(Pointing dataset excerpts)

--- Begin ---

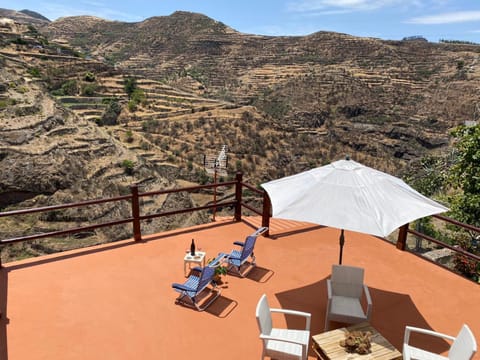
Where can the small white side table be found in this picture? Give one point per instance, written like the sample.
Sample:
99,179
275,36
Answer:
199,259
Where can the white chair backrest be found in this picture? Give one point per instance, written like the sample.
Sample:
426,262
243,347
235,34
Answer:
347,281
464,346
264,318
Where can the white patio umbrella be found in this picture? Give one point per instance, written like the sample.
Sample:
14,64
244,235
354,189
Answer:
349,196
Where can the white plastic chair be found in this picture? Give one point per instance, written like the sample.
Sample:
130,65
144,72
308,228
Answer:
463,345
282,344
345,289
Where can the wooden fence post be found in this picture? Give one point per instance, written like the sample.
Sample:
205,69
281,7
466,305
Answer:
402,237
238,197
137,233
267,206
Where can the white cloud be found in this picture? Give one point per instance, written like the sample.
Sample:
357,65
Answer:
447,18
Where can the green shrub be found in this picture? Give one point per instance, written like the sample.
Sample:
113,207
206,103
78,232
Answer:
128,166
35,72
129,136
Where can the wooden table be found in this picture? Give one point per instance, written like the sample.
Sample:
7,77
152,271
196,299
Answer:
327,345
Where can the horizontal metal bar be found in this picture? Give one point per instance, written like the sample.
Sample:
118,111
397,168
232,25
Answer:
64,206
253,188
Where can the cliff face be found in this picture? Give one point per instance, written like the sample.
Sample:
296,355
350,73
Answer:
400,96
280,104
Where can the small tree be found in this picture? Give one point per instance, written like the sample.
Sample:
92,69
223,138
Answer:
465,203
465,175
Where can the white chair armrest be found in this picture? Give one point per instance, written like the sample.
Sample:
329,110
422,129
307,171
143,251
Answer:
409,329
292,341
369,301
306,315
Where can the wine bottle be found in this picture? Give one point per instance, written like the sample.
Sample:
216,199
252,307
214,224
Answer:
192,248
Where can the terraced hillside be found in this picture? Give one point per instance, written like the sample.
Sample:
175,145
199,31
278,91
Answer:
281,105
51,154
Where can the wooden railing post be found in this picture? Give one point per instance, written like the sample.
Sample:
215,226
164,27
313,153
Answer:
266,213
238,197
137,234
402,237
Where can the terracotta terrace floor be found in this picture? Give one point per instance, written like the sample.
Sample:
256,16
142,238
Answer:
115,301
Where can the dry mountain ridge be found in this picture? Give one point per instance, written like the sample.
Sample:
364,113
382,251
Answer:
280,104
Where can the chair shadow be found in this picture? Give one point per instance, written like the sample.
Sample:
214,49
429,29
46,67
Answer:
391,312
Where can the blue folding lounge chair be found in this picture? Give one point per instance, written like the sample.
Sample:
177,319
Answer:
196,284
238,257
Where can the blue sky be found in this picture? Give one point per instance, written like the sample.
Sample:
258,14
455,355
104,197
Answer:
386,19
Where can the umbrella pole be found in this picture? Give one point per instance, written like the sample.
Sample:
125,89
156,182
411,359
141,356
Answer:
342,242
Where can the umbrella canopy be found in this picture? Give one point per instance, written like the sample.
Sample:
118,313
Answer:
348,195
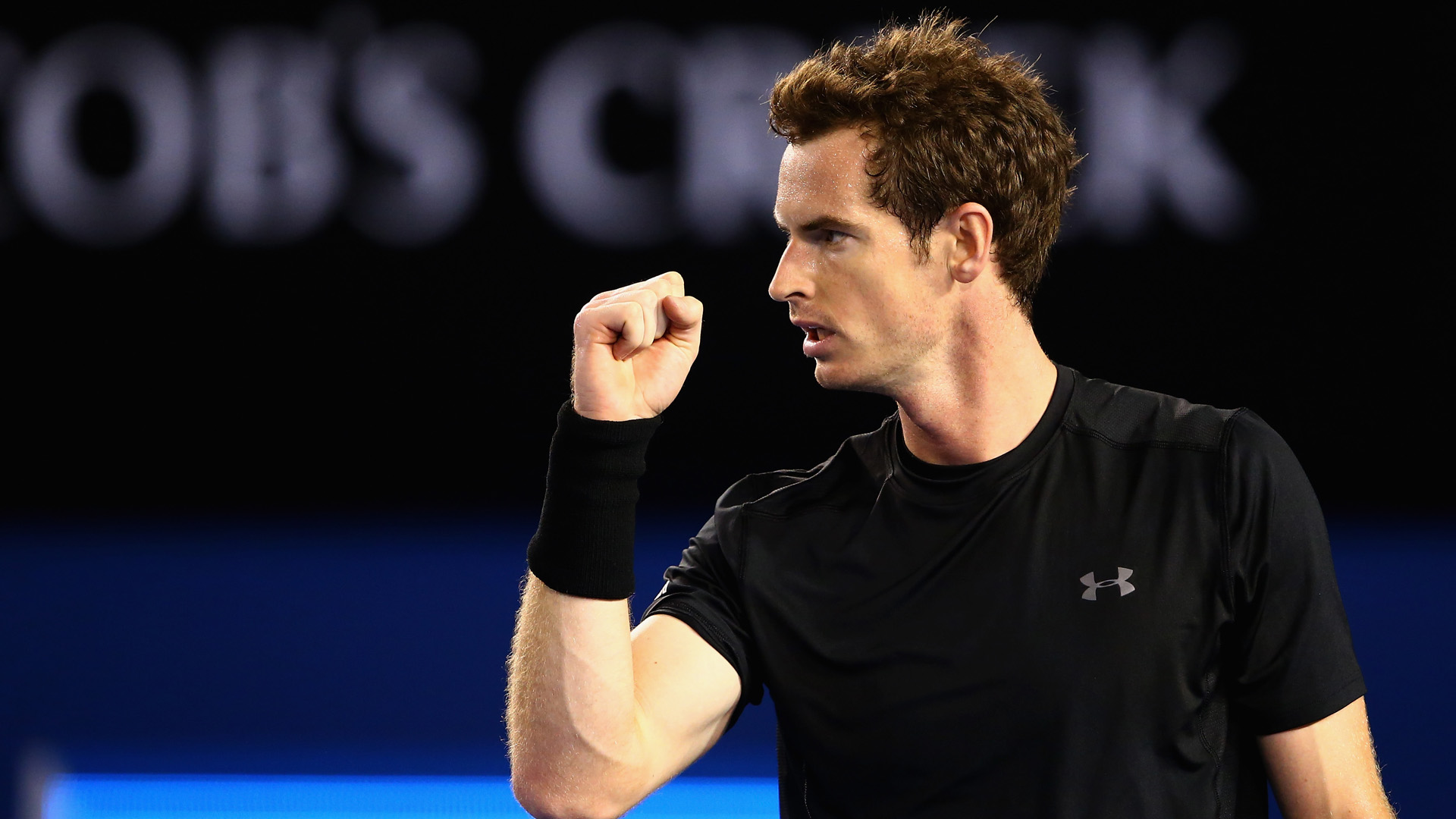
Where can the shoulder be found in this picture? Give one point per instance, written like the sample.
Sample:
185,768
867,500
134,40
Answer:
1128,417
859,464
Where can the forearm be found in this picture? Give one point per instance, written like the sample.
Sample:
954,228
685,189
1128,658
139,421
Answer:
573,719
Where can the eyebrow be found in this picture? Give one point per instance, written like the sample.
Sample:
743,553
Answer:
821,223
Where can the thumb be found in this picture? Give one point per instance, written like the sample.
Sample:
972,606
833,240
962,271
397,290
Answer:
686,315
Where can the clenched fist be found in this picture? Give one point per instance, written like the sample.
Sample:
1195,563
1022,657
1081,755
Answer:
634,347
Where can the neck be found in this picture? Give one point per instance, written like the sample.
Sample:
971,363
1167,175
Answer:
984,395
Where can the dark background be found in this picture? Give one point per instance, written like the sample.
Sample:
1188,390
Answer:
184,373
265,509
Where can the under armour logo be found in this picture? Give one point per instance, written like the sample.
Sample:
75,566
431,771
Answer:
1122,583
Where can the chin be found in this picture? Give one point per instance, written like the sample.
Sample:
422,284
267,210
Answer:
832,376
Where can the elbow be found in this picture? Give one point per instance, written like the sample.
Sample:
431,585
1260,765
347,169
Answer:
548,798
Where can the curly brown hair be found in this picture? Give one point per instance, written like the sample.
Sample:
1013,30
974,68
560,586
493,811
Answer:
948,123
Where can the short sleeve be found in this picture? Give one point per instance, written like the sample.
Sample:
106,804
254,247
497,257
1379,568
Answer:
705,592
1294,661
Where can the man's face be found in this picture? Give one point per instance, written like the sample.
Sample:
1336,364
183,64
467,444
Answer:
873,312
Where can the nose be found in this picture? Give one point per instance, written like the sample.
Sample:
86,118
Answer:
791,279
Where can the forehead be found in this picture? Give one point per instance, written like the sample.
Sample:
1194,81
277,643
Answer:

--- End ---

Return the material word for word. Pictures are not part of the copy.

Where can the small white side table be found in this picture? Give one point per instance, written like the sample.
Sample:
99,179
275,36
Answer:
199,259
Where can the white chair backrest be found in this picture? Give one point per instance, written like the sample.
Sample:
426,262
243,347
235,34
Answer:
347,281
464,346
264,318
Where can the white patio umbrella be found in this picture? Give one point per instance, written like the sample.
Sample:
14,64
244,235
354,189
Answer:
349,196
Where can the white plastic chair be found in this picture? Give one point per instance, written like the sample.
Sample:
130,65
144,72
308,228
Answer:
463,345
282,344
345,289
Where can the wooden fence post be found in this picture? Give one point per instance, written like the sample.
Sample:
205,69
281,7
466,305
Answer:
402,237
238,197
137,233
267,206
Where can the white cloud be found in this picture? Give one point per instance, written like the sample.
Sample:
357,65
Answer:
447,18
Where can the green shrub be found in this picture? Give one point per instance, written like the sample.
Sample:
113,207
206,103
78,232
Answer:
128,166
35,72
129,136
Where can the wooden table be found in this picture? Give one point per instance, written like the sample.
Sample:
7,77
152,271
196,299
Answer:
327,345
Where can the horizontal metal bar be found in this picture? Give one point per instance, written like the sample.
Sample:
118,111
397,168
232,25
Answer:
64,206
253,188
Where can the cliff face be found in this picture? Give one point per instance, written like the sample.
Sample:
296,355
350,73
Answer:
400,96
280,104
Where can the small tree be found in this picture? Give one point per instance, written like the sample.
Sample:
92,69
223,138
Answer:
465,203
465,175
Where can the white chair armrest be found in this picture? Give one point per instance, written like the sample.
Sample:
329,110
422,129
307,171
143,251
Answer:
409,329
292,341
369,301
306,315
Where can the wine bottle be found in this picture? Give one point per instance, written like the sample.
Sample:
216,199
252,307
214,224
Answer:
192,248
Where can the terraced hillside be found in this picture? Give one point per instance, written like the sample.
Sample:
175,145
199,31
278,91
Answer:
281,105
51,154
Where can the wooden railing post be found in this picture? Give one point per instance, written like the sample.
Sample:
215,226
164,27
313,153
Answer:
266,213
238,197
137,234
402,237
Where can the terracotta terrace floor be found in this picture? Give one point per instance, written like the sample.
Sample:
256,16
142,238
Answer:
115,301
Where can the dry mountain ridge be found in this picture? Give one point per instance, written like the sample.
Sample:
364,113
382,251
Answer:
280,104
Where can the chair shadow be found in this picture? Give one point per instance, written like the sample.
Sample:
214,49
429,29
46,67
Answer:
391,312
Where can the blue folding lounge chair be found in this picture? Give one point per instance, written like the sample.
Sample:
177,319
Answer:
196,284
238,257
Where can the blue sky be found in this picture? Give one point per instance, written like the sample.
Sample:
258,14
455,355
104,197
Answer:
386,19
Where can the umbrella pole be found in this picture? Give one point per instance, written like the sample.
Sample:
125,89
156,182
411,359
141,356
Answer:
342,242
Where can the umbrella canopy be found in this picture? Give one point per instance, written like the sample.
Sample:
118,313
Answer:
348,195
Where can the shoulder be found in this picture? Give one point per instance, written like the sample.
Sample:
185,768
867,500
134,40
Answer:
1128,417
859,464
Where can the forearm be found in this picture? Give one point per instance, written like the sample.
Sample:
954,228
685,189
1128,658
139,421
Answer:
573,719
Where can the eyebrow be found in this picture? Give one point per instance, written like the sample.
Sample:
743,553
Answer:
821,223
Where can the thumb be found in this picture? Give one point per instance, written like the sample.
Sample:
972,606
833,240
962,271
397,290
Answer:
686,315
Where can the clenched fist be found in this picture? Give one point per instance, written like the sample.
Sample:
1195,563
1022,657
1081,755
Answer:
634,347
Where can the neck be found in this picture? Give one point per instance, written like the sample.
Sample:
971,363
1167,175
Answer:
984,395
Where can the dark background be found in this picture? Give one point per instance, written like the sample.
Sample:
1188,390
Answer:
184,373
265,509
Where can the under armour logo be found in this picture? Give one point per instance, written like the sample.
Sample:
75,566
431,771
Answer:
1122,583
Where can the chin be found in this picture? Give one point per instance, written like the sample.
Sample:
422,284
267,210
Answer:
832,376
Where can the elbow be found in this picture? Give one point per instance, written like the sample.
Sample:
431,585
1260,765
347,169
Answer:
548,798
Where can the curly brown hair be found in this picture? Give one point per instance, written like the sample.
Sample:
1013,30
974,68
560,586
493,811
Answer:
948,123
Where can the short sleeve be found in this picture? Give one point per instance, written like the sample.
Sample:
106,804
254,247
497,257
1379,568
Answer:
705,592
1294,661
Where can the man's face be found in this picture? Give one point per instance, written like the sample.
Sample:
1336,364
183,64
467,444
Answer:
873,312
Where can the nose be found in this picture? Give one point per instance, written like the sample.
Sample:
86,118
Answer:
791,279
Where can the forehead be found in this picture? Give one point per instance, written like the sample.
Sample:
1194,81
277,643
Answer:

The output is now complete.